* [Texte sélectionné]:
Questions-réponses avec la salle :

1-Une question est posée sur la géo-démographie de la pandémie de Covid-19 dans le monde.

B. Giblin rappelle qu’il existe plusieurs facteurs expliquant les inégalités de la mortalité associée au Covid-19 observées dans le monde. Notamment, on l’oublie parfois, le rôle de la pyramide des âges. Par exemple, l’importance des populations jeunes en Afrique a limité le nombre de victimes dans ce continent. Parmi les autres facteurs importants, elle cite les stratégies sanitaires adoptées (le « 0 covid » dans plusieurs pays asiatiques…), les traditions sanitaires (comme le port du masque au Japon en cas de rhume), le système politique (entre la Chine, les Etats-Unis et le Brésil il y a eu des différences considérables dans le contrôle de la population). A une échelle plus fine, l’étude des différences de mortalité entre les Etats de l’Union indienne est également éclairante sur la diversité des facteurs explicatifs.

2-Une question est posée sur la réindustrialisation envisagée en France en lien avec les constats faits pendant la crise sanitaire.

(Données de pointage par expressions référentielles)
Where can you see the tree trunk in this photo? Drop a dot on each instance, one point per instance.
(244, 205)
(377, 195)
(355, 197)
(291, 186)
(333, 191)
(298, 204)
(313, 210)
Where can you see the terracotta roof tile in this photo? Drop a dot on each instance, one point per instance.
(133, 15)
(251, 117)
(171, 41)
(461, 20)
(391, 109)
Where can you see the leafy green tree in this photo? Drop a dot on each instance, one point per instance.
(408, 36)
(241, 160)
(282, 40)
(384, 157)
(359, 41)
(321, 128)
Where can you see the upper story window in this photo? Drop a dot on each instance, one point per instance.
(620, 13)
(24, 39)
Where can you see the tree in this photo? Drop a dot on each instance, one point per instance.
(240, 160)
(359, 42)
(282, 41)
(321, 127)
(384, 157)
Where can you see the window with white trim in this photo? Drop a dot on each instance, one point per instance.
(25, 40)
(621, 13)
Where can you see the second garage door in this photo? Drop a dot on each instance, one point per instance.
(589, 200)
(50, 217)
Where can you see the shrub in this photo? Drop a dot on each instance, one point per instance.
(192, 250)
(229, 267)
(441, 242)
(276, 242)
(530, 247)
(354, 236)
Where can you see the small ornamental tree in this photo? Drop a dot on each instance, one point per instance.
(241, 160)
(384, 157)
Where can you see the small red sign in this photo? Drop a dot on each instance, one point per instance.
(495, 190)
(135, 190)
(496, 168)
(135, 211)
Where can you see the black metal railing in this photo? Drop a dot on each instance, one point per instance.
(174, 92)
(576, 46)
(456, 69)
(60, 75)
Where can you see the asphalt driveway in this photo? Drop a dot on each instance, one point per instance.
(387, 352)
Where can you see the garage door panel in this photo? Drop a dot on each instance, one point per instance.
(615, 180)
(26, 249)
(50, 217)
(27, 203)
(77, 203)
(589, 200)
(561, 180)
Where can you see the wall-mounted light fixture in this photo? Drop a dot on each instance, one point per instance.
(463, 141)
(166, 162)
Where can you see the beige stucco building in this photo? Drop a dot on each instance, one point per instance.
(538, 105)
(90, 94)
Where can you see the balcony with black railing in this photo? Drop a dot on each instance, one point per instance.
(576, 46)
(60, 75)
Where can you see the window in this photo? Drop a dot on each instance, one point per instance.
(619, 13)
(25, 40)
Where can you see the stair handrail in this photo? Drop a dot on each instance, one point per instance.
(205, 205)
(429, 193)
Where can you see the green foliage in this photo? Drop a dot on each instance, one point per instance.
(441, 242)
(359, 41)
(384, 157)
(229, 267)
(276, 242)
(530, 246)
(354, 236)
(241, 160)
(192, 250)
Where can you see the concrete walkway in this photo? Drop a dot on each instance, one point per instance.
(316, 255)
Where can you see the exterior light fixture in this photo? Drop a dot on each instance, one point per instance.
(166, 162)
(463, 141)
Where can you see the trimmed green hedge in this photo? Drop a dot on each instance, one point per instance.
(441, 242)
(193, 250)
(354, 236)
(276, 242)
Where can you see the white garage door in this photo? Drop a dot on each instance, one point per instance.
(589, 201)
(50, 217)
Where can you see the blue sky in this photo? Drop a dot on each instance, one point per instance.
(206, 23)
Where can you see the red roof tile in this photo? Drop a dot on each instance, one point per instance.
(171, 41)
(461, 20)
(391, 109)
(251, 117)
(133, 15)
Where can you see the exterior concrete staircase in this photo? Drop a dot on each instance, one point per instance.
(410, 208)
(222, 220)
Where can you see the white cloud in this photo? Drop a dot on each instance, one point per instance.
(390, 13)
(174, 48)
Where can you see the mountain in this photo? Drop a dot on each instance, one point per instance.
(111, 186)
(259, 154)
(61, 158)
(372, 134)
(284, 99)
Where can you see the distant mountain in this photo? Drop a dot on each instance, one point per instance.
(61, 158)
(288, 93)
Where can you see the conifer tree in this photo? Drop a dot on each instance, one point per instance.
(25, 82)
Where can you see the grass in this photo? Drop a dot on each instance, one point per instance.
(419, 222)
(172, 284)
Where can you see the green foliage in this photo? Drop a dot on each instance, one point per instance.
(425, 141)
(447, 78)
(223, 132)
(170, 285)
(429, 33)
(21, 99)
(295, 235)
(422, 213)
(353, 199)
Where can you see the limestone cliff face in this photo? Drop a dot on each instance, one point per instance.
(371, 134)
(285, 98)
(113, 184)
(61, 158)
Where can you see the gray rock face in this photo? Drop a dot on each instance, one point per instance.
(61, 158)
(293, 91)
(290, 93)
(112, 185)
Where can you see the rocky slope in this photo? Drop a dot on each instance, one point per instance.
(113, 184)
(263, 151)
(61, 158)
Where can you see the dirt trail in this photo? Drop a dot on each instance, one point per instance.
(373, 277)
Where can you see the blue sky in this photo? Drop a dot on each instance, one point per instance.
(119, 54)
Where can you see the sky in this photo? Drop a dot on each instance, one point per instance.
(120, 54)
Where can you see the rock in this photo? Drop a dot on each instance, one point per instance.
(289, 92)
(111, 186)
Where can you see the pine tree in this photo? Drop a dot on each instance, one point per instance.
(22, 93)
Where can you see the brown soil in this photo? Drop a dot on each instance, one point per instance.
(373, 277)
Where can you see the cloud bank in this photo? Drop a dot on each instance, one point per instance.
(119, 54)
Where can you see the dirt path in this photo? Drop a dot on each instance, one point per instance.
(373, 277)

* [Consignes]:
- a) Selon le texte sélectionné, qu'est-ce qui a limité le nombre de victimes du Covid-19 en Afrique ?
- b) Restituez à l'identique le passage du texte sélectionné allant de « B. Giblin rappelle » à « des facteurs explicatifs. ».

* [Réponses détaillées]:
- a) L'importance des populations jeunes.

- b)
B. Giblin rappelle qu’il existe plusieurs facteurs expliquant les inégalités de la mortalité associée au Covid-19 observées dans le monde. Notamment, on l’oublie parfois, le rôle de la pyramide des âges. Par exemple, l’importance des populations jeunes en Afrique a limité le nombre de victimes dans ce continent. Parmi les autres facteurs importants, elle cite les stratégies sanitaires adoptées (le « 0 covid » dans plusieurs pays asiatiques…), les traditions sanitaires (comme le port du masque au Japon en cas de rhume), le système politique (entre la Chine, les Etats-Unis et le Brésil il y a eu des différences considérables dans le contrôle de la population). A une échelle plus fine, l’étude des différences de mortalité entre les Etats de l’Union indienne est également éclairante sur la diversité des facteurs explicatifs.